— START OF INFORMATION SUPPLIED —
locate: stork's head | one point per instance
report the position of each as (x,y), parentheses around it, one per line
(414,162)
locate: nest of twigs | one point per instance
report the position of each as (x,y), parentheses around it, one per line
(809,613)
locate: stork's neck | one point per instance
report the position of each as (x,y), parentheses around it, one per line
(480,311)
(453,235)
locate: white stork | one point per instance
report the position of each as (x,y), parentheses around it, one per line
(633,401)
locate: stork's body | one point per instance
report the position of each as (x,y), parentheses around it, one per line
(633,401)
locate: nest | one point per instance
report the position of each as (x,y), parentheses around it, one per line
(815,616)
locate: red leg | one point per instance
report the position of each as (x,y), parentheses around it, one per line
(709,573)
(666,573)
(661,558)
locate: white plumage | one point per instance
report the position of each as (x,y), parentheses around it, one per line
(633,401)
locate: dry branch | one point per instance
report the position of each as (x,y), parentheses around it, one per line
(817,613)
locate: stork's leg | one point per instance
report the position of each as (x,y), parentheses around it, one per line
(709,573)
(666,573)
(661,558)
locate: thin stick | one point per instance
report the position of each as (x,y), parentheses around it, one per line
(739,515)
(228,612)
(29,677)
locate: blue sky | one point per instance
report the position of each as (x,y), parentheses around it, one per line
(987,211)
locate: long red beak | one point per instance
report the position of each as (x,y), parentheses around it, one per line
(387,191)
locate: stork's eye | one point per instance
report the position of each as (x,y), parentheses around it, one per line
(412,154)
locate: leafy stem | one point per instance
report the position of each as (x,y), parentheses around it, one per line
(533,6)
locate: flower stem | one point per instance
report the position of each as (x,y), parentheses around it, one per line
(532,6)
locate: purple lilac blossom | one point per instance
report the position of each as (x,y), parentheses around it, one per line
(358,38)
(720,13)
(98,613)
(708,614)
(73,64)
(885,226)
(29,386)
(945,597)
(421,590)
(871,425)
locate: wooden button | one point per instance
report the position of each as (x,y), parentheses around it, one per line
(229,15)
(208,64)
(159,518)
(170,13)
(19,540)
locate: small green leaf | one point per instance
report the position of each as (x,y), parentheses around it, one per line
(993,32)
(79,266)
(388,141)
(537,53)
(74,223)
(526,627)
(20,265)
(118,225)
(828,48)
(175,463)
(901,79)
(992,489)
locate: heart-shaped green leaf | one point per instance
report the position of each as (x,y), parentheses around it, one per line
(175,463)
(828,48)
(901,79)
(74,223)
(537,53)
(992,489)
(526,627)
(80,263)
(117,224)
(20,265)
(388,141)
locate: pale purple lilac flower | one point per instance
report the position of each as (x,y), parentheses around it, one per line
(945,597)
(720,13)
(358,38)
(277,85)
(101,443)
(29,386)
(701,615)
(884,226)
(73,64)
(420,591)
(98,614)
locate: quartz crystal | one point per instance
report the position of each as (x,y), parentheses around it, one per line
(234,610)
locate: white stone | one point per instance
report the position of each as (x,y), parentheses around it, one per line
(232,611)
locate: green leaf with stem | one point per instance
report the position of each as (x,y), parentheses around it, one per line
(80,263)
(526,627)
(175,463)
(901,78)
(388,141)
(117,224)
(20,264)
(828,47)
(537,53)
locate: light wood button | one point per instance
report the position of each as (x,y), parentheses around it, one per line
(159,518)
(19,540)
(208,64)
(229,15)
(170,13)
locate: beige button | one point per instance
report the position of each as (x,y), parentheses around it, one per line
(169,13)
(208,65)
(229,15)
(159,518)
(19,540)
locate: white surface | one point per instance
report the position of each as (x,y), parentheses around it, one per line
— END OF INFORMATION SUPPLIED —
Reproduce verbatim the entries from the line containing "locate: white stone | one point per instance" through the final line of the entries above, with both of those lines included.

__OUTPUT FOR THIS TASK__.
locate: white stone | one point per instance
report the position of each as (x,y), parentheses around it, one per line
(232,611)
locate: green leaf with stem | one point per instance
report the position of each as (x,y), parentheses around it, one per line
(80,263)
(526,627)
(175,463)
(901,78)
(388,141)
(117,224)
(20,264)
(828,47)
(537,53)
locate: light wood button | one point per instance
report the position of each as (x,y), parentheses around it, one per line
(159,518)
(19,540)
(208,64)
(229,15)
(170,13)
locate: beige button | one point per instance
report the position of each as (x,y), parentheses around it, one per line
(169,13)
(208,65)
(229,15)
(159,518)
(19,540)
locate: white surface | one point per instance
report the position of each as (x,y), parentheses around it, one per line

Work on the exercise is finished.